┌─ INFORMATION SUPPLIED

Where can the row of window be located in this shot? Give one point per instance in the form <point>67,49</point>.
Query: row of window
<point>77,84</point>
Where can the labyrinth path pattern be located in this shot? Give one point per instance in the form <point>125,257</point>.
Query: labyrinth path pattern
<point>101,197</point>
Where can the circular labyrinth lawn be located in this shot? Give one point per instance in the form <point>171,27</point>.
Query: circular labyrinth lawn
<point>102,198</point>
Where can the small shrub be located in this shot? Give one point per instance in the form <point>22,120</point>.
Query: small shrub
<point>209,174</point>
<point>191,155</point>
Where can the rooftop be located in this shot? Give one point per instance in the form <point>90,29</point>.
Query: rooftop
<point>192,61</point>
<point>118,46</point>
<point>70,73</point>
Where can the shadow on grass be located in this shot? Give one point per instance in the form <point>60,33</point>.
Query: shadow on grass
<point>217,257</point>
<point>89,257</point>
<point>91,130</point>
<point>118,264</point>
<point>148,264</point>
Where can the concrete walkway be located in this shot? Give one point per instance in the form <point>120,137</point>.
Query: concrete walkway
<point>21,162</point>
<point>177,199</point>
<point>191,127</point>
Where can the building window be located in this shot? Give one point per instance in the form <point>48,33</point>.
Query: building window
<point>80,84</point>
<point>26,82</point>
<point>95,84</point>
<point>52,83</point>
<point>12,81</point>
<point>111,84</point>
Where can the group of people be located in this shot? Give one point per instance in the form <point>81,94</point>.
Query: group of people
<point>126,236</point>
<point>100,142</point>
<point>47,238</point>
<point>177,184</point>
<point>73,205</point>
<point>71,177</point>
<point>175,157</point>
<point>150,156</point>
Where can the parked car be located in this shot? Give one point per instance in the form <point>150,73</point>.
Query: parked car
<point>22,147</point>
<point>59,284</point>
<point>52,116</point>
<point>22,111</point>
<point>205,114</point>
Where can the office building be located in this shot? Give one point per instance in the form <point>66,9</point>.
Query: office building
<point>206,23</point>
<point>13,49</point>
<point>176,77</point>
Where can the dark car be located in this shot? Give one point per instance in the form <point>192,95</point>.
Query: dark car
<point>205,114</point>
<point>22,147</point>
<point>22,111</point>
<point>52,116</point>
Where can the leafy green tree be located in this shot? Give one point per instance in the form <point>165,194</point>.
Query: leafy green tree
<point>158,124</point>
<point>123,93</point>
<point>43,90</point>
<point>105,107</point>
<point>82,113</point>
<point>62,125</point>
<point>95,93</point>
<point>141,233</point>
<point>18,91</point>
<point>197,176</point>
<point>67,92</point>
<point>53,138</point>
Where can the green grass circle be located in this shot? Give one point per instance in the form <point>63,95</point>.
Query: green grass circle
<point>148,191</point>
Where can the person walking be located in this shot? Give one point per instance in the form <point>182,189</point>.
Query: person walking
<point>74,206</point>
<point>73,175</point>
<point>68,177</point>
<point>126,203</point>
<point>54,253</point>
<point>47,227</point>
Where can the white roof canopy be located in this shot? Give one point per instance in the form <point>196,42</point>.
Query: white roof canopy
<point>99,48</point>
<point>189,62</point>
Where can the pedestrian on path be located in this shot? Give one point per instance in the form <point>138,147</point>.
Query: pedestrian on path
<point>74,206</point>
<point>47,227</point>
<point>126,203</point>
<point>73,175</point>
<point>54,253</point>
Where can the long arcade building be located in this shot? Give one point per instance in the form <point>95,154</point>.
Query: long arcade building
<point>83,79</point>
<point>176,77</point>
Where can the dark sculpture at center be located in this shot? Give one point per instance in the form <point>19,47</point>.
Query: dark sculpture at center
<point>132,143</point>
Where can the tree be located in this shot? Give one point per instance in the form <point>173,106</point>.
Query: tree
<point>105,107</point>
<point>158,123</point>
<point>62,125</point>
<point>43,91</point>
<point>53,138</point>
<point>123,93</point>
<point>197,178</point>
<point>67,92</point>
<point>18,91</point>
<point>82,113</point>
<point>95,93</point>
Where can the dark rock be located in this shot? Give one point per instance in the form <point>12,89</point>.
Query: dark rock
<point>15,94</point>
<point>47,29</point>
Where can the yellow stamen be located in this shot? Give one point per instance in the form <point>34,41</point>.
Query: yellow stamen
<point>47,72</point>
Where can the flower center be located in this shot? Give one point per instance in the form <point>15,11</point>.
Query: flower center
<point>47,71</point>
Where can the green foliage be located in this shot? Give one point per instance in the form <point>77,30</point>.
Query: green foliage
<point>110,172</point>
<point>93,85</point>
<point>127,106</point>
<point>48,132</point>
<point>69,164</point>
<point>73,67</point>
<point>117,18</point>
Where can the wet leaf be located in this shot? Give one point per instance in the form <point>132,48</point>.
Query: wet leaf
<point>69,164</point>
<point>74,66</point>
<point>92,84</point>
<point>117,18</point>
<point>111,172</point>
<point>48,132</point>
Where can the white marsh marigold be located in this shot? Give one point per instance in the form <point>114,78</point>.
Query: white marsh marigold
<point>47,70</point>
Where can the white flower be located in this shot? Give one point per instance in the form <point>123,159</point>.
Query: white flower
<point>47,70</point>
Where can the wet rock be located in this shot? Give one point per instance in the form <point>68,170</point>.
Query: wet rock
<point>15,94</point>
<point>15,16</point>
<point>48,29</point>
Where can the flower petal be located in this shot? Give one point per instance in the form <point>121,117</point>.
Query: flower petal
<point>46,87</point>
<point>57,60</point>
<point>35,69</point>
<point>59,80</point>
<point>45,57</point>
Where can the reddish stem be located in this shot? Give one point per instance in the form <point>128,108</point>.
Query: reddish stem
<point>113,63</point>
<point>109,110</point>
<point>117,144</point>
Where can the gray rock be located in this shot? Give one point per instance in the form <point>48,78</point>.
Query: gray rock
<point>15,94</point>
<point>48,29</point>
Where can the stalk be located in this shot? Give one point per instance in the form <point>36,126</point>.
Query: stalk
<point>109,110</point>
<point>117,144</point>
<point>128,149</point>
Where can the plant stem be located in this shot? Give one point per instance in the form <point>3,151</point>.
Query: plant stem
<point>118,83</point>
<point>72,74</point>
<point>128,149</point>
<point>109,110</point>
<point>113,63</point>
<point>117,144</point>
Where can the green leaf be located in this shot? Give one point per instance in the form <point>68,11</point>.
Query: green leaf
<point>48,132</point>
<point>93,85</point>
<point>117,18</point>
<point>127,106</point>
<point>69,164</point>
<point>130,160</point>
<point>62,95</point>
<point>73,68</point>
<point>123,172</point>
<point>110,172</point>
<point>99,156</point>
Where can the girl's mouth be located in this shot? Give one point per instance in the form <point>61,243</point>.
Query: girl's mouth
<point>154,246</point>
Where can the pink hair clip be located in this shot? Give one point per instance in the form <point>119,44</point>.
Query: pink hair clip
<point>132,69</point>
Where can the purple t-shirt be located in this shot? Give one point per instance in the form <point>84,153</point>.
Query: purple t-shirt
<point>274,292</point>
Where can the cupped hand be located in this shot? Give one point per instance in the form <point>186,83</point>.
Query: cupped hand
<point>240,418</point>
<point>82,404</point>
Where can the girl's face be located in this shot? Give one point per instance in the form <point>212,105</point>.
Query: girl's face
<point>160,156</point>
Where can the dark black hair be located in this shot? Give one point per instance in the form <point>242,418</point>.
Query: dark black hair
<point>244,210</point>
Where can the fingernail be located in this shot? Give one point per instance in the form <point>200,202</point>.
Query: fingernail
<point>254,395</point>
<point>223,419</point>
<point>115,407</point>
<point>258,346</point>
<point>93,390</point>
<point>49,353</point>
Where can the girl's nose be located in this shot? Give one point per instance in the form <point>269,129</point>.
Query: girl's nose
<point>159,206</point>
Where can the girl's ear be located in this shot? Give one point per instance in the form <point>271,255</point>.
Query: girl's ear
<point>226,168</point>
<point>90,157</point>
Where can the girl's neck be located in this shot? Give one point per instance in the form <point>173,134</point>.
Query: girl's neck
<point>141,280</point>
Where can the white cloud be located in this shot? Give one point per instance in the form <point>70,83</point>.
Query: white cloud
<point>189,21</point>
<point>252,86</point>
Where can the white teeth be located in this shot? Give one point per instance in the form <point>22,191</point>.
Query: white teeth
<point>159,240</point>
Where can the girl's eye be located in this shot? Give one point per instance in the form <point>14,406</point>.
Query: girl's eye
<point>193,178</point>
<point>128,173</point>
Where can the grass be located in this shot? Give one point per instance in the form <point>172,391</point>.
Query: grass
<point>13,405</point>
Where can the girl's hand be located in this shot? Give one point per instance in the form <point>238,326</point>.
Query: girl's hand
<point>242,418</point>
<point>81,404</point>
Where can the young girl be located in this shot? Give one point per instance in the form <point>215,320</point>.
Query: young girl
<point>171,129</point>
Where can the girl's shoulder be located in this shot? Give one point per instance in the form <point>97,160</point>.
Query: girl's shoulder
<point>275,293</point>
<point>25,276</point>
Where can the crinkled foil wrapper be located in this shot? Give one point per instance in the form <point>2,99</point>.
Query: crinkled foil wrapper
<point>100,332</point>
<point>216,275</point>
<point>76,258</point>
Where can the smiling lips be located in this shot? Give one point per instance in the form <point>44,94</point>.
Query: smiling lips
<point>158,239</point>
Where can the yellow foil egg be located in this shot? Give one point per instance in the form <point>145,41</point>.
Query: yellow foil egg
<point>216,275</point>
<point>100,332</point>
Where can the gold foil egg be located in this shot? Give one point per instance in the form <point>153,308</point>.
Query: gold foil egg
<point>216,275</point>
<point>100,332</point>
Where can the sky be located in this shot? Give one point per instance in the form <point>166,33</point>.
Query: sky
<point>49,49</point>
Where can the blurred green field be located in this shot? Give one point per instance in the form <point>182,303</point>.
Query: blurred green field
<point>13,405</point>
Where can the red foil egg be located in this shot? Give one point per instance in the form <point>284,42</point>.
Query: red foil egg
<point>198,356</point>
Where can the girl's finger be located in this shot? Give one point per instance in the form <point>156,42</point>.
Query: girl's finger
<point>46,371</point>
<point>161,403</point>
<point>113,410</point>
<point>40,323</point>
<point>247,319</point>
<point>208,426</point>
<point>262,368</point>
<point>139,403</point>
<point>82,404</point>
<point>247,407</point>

└─

Convert the entries from the line containing "Where can the labyrinth" through the line containing "<point>102,198</point>", inclusive, into a two-column CSV with the columns entry_text and answer, one row per entry. Wrap each field in double quotes and replace any line breaks inside it with spaces.

entry_text,answer
"Where can the labyrinth path pattern be located in this shot? Give one point per instance in the form <point>125,257</point>. Query: labyrinth path pattern","<point>101,197</point>"
"Where can the circular labyrinth lawn be located in this shot? Give one point per instance in the form <point>171,27</point>. Query: circular labyrinth lawn","<point>102,198</point>"